[Document passage]
....................

Normality tests
Tests of normality are statistical inference procedures designed to test that the underlying distribution of a random variable is normally distributed. There is a long history of these tests, and there are a plethora of them available for use, i.e. Jarque and Bera (1980), D’Agostino and Pearson (1973), Ralph B. D’agostino and Jr. (1990). Such kind of tests are based on the comparison of the sample skewness and kurtosis with the skewness and kurtosis of a normal distribution, hence their estimation is crucial.
1 Theoric Moments
1.1 Expectation
Let’s define and denote the expectation in population of a random variable \(X\) as \[ \mathbb{E}\{X\} = \mu(X) \] whereas the sample’s expectation on \(X_n = (x_1, \dots, x_i, \dots, x_n)\) is denoted as: \[ \mathbb{E}\{X_n\} = \hat{\mu}(X_n) = \frac{1}{n}\sum_{i = 1}^{n}x_i \]
1.2 Variance
Let’s define and denote the population variance of a random variable \(X\) as: \[ \mathbb{V}\{X\} = \sigma(X) = \mathbb{E}\{\left(X - \mathbb{E}\{X\}\right)^2\} \text{,} \] whereas the sample’s variance on \(X_n = (x_1, \dots, x_i, \dots, x_n)\) is denoted as: \[ \mathbb{V}\{X_n\} = \hat{\sigma}^2(X_n) = \frac{1}{n}\sum_{i = 1}^{n} \left(x_i - \mathbb{E}\{X_n\}\right)^2 \text{.} \] To correct the estimator \(\hat{\sigma}^2(X_n)\) let’s define: \[ \hat{s}^2(X_n) = \frac{1}{n-1}\sum_{i = 1}^{n} \left(x_i - \mathbb{E}\{X_n\}\right)^2 \text{,} \] where \(\hat{s}^2(X_n) = \frac{n}{n-1}\hat{\sigma}^2(X_n)\).
1.3 Skewness
Following the same notation as in Ralph B. D’agostino and Jr. (1990), let’s define and denote the population skewness of a random variable \(X\) as: \[ \mathbb{S}k\{X\} = \beta_1(X) = \mathbb{E}\left\{\left(\frac{X - \mathbb{E}\{X\}}{\sqrt{\mathbb{V}\{X\}}}\right)^3\right\} \text{,} \] whereas the sample’s skewness on \(X_n = (x_1, \dots, x_i, \dots, x_n)\) is denoted as: \[ \mathbb{S}k\{X_n\} = b_1(X_n) = \frac{1}{n}\sum_{i = 1}^{n} \left(\frac{x_i - \mathbb{E}\{X_n\}}{\sqrt{\mathbb{V}\{X_n\}}}\right)^3 \text{.} \tag{1}\] To correct the estimator \(b_1(X_n)\) let’s define: \[ g_1(X_n) = \frac{\sqrt{n(n-1)}}{(n-2)} b_1(X_n) \text{.} \] Notably the asymptotic distribution of the sample skewness is normal, i.e. \[ b_1(X_n) \underset{n \to \infty}{\overset{d}{\longrightarrow}} \mathcal{N}\left(0, \frac{6}{n} \right) \text{.} \tag{2}\]
Notably, in Urzúa (1996) are reported also the exact mean of the estimator in Equation 1 when \(X \sim \mathcal{N}\), i.e.

....................

(Some records)
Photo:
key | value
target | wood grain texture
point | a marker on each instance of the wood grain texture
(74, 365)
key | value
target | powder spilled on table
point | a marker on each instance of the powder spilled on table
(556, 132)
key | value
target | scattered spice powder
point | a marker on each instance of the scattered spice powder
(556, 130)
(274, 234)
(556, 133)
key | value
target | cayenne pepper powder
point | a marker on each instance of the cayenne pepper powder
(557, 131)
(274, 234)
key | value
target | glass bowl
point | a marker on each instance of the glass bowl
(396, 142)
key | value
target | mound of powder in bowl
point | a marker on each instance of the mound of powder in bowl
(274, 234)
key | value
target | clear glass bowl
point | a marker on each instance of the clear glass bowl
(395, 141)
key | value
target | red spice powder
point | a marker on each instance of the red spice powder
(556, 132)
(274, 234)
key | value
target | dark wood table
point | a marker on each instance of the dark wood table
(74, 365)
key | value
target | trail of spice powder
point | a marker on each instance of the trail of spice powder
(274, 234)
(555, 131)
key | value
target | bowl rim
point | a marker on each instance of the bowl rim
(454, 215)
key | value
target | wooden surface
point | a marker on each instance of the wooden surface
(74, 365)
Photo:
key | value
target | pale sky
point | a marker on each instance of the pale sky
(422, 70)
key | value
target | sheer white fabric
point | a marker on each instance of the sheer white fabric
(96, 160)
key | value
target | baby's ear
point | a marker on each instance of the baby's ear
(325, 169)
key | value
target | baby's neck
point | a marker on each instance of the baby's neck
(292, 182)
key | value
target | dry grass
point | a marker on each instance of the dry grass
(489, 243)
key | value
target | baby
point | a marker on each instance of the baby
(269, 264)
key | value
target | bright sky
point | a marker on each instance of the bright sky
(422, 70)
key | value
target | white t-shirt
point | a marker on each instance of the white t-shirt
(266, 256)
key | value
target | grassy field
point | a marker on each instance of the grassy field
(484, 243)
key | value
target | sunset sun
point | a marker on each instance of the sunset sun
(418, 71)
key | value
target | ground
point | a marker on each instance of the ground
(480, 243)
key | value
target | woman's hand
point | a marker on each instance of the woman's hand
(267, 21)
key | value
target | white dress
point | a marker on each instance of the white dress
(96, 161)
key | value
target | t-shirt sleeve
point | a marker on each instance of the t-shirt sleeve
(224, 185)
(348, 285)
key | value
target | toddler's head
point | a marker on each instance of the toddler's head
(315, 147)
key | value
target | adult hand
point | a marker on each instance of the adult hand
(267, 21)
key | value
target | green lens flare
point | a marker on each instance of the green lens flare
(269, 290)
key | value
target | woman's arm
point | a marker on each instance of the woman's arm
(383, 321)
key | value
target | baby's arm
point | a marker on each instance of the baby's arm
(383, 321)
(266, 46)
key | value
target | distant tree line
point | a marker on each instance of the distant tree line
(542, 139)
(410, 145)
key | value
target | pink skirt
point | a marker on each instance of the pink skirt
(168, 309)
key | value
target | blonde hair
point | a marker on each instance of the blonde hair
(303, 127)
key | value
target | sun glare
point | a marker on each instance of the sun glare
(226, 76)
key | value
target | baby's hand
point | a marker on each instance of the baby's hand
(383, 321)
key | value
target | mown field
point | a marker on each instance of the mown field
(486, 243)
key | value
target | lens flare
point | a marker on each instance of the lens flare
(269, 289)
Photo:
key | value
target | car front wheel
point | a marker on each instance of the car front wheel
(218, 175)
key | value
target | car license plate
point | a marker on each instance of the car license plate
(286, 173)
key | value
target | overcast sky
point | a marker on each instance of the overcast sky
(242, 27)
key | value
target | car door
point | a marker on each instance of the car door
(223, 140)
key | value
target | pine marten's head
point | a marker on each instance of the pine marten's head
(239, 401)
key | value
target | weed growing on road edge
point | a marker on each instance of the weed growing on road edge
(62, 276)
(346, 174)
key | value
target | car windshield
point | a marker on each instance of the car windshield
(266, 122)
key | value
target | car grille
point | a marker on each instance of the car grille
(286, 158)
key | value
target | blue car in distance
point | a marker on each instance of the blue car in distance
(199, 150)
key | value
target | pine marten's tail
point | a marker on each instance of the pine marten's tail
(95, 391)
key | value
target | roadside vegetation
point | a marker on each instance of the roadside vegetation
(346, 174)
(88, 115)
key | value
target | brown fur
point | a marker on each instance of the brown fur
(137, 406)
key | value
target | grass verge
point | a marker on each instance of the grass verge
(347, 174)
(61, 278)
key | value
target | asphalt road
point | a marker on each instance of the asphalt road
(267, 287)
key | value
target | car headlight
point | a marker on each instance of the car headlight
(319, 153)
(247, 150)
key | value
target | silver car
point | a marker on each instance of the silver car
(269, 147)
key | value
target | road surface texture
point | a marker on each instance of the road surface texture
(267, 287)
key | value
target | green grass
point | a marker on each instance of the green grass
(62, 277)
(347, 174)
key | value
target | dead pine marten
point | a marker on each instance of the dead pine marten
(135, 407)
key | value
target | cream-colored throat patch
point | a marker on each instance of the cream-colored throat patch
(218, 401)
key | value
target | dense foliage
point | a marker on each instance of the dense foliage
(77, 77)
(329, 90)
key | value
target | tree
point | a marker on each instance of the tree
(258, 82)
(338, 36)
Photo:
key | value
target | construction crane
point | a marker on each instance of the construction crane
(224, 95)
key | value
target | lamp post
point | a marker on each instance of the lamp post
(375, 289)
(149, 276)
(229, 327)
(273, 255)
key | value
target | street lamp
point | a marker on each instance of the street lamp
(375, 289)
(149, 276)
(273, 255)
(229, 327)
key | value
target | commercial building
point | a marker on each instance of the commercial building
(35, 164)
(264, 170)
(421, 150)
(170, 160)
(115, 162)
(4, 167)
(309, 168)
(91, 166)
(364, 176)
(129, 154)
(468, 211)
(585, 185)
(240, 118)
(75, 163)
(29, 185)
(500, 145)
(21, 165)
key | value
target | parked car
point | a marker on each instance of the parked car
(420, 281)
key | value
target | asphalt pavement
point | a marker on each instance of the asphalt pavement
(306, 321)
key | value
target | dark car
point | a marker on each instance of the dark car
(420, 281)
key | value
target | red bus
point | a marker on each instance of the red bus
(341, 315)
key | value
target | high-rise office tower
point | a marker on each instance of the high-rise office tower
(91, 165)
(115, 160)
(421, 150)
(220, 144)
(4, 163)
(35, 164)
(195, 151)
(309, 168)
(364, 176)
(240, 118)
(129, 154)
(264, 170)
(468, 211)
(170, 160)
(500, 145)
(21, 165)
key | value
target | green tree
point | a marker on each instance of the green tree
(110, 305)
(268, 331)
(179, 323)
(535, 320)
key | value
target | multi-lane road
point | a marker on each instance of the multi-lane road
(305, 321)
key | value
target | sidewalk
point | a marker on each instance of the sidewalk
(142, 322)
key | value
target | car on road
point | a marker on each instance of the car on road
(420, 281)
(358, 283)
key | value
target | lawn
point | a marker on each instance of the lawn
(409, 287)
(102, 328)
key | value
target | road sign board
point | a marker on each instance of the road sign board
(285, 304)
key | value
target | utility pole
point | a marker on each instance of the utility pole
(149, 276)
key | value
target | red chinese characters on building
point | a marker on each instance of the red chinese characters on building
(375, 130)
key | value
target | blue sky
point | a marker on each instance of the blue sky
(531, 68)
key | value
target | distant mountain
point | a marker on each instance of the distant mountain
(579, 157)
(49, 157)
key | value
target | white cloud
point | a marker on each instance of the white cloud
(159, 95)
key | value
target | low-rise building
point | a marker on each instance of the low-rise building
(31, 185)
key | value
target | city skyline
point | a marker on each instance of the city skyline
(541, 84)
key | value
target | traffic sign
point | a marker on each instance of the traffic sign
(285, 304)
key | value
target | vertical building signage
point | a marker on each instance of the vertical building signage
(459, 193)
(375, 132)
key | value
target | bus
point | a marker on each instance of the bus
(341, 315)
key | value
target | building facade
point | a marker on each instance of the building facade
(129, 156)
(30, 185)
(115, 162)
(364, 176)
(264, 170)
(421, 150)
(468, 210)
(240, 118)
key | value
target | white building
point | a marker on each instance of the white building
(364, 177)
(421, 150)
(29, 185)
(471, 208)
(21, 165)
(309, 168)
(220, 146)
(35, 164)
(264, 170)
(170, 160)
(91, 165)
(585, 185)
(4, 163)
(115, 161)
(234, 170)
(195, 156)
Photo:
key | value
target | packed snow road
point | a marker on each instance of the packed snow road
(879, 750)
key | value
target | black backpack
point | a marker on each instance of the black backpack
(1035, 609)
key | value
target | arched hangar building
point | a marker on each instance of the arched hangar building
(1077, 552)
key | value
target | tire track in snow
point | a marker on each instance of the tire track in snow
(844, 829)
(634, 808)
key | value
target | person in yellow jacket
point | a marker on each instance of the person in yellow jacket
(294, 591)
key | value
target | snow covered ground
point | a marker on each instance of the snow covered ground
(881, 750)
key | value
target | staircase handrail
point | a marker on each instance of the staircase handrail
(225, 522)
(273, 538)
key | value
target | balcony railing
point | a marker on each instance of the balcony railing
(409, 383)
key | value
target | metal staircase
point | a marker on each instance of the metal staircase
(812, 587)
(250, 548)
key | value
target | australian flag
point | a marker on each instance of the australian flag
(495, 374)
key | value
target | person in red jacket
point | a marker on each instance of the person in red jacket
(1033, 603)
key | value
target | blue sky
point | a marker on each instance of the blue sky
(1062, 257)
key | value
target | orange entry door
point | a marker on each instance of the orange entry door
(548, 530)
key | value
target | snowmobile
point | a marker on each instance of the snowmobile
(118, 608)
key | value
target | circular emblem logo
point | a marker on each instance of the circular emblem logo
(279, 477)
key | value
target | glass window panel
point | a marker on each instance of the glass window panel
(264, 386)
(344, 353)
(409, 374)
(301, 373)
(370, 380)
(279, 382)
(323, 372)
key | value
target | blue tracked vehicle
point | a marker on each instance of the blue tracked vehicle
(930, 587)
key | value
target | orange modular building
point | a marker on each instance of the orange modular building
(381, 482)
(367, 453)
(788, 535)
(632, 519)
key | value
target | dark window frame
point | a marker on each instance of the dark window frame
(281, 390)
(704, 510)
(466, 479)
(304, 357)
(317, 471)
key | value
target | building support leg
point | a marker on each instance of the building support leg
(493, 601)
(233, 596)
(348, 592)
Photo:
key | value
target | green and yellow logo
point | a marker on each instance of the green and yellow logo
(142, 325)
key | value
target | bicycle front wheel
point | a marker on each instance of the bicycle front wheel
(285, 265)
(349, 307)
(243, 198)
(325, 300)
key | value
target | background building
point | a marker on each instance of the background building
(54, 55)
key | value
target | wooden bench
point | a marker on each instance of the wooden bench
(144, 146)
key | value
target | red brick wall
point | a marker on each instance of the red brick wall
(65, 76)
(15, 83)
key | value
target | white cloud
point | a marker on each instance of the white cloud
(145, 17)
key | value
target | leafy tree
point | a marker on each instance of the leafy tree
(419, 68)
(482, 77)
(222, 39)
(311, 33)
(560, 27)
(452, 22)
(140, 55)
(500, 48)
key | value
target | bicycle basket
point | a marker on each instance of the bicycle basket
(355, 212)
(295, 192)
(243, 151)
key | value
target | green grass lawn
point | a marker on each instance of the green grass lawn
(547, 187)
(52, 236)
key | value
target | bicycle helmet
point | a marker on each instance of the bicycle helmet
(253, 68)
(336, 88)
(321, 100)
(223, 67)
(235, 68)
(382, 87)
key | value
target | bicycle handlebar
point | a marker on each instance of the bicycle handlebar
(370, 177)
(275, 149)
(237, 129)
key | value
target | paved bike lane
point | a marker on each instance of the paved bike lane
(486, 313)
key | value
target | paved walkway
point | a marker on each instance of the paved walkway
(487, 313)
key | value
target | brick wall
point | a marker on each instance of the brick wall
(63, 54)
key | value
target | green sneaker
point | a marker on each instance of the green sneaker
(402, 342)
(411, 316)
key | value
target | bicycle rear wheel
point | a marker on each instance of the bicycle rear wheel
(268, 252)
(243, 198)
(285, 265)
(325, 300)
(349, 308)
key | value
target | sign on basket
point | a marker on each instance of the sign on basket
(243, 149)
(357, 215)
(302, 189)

....................

[What to do]
(1) Using the normality tests text, explain why estimating skewness and kurtosis is crucial for these tests.
(2) Turn the paragraph in the normality tests text that begins "Tests of normality are statistical inference procedures" into a short bulleted list that keeps its main facts.
(3) Answer these questions from the normality tests text:
(a) In the sample expectation formula, what number is the sum of the values x_i divided by?
(b) In the variance section, what factor multiplies the uncorrected sample variance to give the corrected estimator s²?
(c) As n grows large, what distribution does the sample skewness b₁ approach?

[Results in order]
(1) Many normality tests work by comparing the sample's skewness and kurtosis with the skewness and kurtosis of a normal distribution. Because the tests depend on that comparison, estimating these two quantities well is crucial.

(2)
- Tests of normality are statistical inference procedures that check whether a random variable's underlying distribution is normal.
- These tests have a long history, and many are available, such as Jarque and Bera (1980) and D'Agostino and Pearson (1973).
- They compare the sample's skewness and kurtosis with those of a normal distribution.
- So estimating skewness and kurtosis is crucial.

(3)
(a) It is divided by n, the number of values in the sample.
(b) The factor is n/(n−1).
(c) It approaches a normal distribution with mean 0 and variance 6/n.